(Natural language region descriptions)
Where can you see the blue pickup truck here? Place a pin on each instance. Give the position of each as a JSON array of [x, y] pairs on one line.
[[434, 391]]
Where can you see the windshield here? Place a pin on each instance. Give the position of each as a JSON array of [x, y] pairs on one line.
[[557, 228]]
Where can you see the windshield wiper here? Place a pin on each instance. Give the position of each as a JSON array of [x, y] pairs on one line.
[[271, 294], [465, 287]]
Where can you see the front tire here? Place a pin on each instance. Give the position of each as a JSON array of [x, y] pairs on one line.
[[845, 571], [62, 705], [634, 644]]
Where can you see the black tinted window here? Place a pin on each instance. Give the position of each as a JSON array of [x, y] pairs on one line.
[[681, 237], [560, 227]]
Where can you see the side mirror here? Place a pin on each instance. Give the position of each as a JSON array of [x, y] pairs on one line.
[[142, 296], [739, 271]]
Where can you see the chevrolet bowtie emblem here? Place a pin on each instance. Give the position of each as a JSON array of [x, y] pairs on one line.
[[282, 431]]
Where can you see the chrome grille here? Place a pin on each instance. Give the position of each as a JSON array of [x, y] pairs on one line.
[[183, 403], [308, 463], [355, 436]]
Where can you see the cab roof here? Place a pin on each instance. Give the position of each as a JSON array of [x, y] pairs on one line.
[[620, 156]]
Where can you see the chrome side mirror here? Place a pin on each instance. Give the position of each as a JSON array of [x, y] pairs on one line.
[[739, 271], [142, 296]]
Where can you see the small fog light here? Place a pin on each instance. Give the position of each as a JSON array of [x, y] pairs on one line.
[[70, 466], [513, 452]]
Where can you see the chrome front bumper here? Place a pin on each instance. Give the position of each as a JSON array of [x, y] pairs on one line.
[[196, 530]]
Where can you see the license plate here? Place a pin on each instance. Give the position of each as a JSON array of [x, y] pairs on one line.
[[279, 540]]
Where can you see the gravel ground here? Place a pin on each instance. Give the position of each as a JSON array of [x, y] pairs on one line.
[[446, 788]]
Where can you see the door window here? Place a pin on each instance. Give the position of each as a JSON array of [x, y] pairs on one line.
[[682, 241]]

Task prompt:
Now write the data shown above out again, word for word.

The answer:
Where can you see the blue pickup truck here? Place a pin on each instance. Give the position of each as a JSON array of [x, y] pairs on one line.
[[434, 391]]
Where can you see the windshield here? Place a pin on each instance. Give the position of each as a JSON array of [x, y] pairs on one line.
[[557, 228]]
Where can you see the windshield wiper here? Place a pin on each instance. Give the position of each as a JSON array of [x, y] pairs on one line.
[[271, 294], [465, 287]]
Where can you see the front tire here? Place a pin on each instance. Give the position of each as a JSON array of [x, y] pairs on one line.
[[845, 571], [62, 705], [634, 644]]
Where can you see the black tinted window here? Place a pin on each instance. Give the position of each as a JSON array of [x, y] pairs on one line.
[[681, 237], [560, 227]]
Where can you see the side mirror here? Place a pin on each instance. Give the position of each as a JSON array of [x, y] pairs on one line.
[[142, 296], [739, 271]]
Where can you see the chevrolet bowtie emblem here? Place a pin on each instance. Give the position of each as a JSON array of [x, y] pairs on one line.
[[282, 431]]
Where can you see the chrome grille here? Place a pin on each instance. Give the position of each as a JSON array of [x, y] pairs on one line.
[[183, 403], [308, 463], [355, 436]]
Where can you see the cab roof here? Place a pin on each instance. Give the position of each as a JSON array of [x, y] pairs on one line.
[[620, 156]]
Where can you see the chrome side mirror here? Place a pin on each instance. Give the position of each as a JSON array of [x, y] pairs on one line.
[[739, 271], [142, 296]]
Where can you see the small fog light here? Place a pin on each instance. Give the position of each as a JSON array of [x, y] pairs on one line.
[[70, 466], [513, 452]]
Where can you see the chrome front bumper here? Place a pin on each instance. Give the position of each as a JSON array of [x, y] pairs on one line.
[[196, 530]]
Where can you see the license plate here? Place a pin on each instance. Give the position of each as a JSON array of [x, y] pairs on one line.
[[279, 540]]
Where can you see the gravel ground here? Place a pin on each instance. Give the position of each as a JSON array of [x, y] pairs on one line.
[[446, 788]]
Where can you see the door window here? Place a pin on each instance. Give the position of each as a JSON array of [x, y] pairs on one line.
[[682, 241]]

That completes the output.